(Selected passage begins)

Xi invites Yoon to China at 'a convenient time'
Chinese President Xi Jinping has invited President Yoon Suk-yeol to visit China at “a mutually convenient time,” according to China’s representative at Yoon’s inauguration in Seoul on Tuesday.
Chinese Vice President Wang Qishan, who was the highest level Chinese official in the delegation from Beijing, extended Xi's invitation during a meeting with Yoon later that day.
“President Xi Jinping welcomes and invites the [Korean] president to visit China at a mutually convenient time,” Wang said through an interpreter. “President Xi specially requested I attend the inauguration ceremony on his behalf and to wish that your country develops, is peaceful and your people are comfortable under your leadership,” he added.
Through his spokesman, Yoon thanked the Chinese delegation for their visit to Seoul and expressed his thanks for Xi's letter and phone call following his election victory.

(Selected passage ends)

» **Task item A**:
Answer these questions about the article on Xi's invitation to Yoon:
(i) Who was the highest-level Chinese official in the delegation from Beijing?
(ii) On what day of the week was Yoon's inauguration held?
(iii) Through whom did Yoon thank the Chinese delegation?
» **Task item B**: List every person named in the article on Xi's invitation to Yoon.
» **Task item C**: Reproduce word for word the part of the article on Xi's invitation to Yoon starting at "Xi invites Yoon" and ending at "later that day.".
The data after this point has no connection to the article.

(Entries supplied begins)

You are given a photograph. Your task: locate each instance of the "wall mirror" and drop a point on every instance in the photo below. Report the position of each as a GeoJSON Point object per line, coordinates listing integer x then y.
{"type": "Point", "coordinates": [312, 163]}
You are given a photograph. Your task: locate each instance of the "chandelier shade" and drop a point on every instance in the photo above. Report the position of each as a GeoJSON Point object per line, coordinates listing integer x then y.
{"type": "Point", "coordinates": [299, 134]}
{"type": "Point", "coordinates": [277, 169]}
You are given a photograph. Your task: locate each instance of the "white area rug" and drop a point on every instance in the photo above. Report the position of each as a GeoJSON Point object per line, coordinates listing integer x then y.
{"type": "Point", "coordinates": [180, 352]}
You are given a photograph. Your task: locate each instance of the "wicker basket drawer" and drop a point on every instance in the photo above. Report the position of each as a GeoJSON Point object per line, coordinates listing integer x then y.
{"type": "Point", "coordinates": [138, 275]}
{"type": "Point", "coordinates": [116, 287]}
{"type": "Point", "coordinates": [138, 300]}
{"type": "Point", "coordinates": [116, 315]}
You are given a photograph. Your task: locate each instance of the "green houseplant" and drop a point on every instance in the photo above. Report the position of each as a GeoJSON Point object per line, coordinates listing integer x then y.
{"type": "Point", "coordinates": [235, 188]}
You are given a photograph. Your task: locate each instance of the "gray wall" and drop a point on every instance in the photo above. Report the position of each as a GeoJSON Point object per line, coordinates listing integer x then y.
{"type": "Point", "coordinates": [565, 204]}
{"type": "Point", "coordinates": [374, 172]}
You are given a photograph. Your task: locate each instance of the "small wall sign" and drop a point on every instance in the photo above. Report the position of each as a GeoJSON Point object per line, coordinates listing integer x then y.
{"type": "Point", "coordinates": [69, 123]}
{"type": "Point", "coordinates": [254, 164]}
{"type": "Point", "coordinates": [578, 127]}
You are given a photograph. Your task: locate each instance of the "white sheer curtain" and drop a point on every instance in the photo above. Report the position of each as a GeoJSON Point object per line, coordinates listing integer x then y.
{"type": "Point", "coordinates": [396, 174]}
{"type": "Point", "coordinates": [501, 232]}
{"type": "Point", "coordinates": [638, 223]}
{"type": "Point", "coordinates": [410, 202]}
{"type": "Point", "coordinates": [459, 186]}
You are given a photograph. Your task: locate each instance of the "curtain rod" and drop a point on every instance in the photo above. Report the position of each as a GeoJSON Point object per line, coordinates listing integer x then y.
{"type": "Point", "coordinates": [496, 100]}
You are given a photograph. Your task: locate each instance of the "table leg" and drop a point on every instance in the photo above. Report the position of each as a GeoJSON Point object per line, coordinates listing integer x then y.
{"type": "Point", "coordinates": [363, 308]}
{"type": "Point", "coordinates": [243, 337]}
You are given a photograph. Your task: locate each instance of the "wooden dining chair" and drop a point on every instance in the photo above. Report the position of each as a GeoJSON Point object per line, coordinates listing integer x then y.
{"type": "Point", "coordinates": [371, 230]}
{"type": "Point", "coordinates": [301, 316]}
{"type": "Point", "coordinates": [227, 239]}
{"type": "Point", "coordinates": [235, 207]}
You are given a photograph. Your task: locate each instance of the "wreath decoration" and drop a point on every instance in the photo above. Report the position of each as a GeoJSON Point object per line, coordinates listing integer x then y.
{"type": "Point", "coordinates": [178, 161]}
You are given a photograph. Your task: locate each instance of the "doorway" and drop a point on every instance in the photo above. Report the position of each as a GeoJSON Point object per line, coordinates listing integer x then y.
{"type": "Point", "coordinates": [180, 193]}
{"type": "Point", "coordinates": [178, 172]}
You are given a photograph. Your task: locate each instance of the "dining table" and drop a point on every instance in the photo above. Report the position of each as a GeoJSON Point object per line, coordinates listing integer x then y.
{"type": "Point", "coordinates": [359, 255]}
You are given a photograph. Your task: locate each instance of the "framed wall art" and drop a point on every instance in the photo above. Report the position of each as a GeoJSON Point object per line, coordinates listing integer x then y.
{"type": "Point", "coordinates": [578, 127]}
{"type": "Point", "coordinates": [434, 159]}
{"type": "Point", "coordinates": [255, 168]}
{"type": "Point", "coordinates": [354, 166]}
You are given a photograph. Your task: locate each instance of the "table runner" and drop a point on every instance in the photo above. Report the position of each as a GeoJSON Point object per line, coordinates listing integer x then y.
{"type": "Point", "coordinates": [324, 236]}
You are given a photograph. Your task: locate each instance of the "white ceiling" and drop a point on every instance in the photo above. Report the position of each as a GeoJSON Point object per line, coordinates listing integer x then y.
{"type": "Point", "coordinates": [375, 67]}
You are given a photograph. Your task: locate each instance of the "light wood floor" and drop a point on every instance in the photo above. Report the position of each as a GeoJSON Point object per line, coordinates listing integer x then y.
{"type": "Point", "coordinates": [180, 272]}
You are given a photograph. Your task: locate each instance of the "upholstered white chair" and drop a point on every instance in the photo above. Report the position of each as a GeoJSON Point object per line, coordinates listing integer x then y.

(Entries supplied ends)

» **Response box A**:
(i) Chinese Vice President Wang Qishan
(ii) Tuesday
(iii) His spokesman

» **Response box B**:
Xi Jinping
Yoon Suk-yeol
Wang Qishan

» **Response box C**:
Xi invites Yoon to China at 'a convenient time'
Chinese President Xi Jinping has invited President Yoon Suk-yeol to visit China at “a mutually convenient time,” according to China’s representative at Yoon’s inauguration in Seoul on Tuesday.
Chinese Vice President Wang Qishan, who was the highest level Chinese official in the delegation from Beijing, extended Xi's invitation during a meeting with Yoon later that day.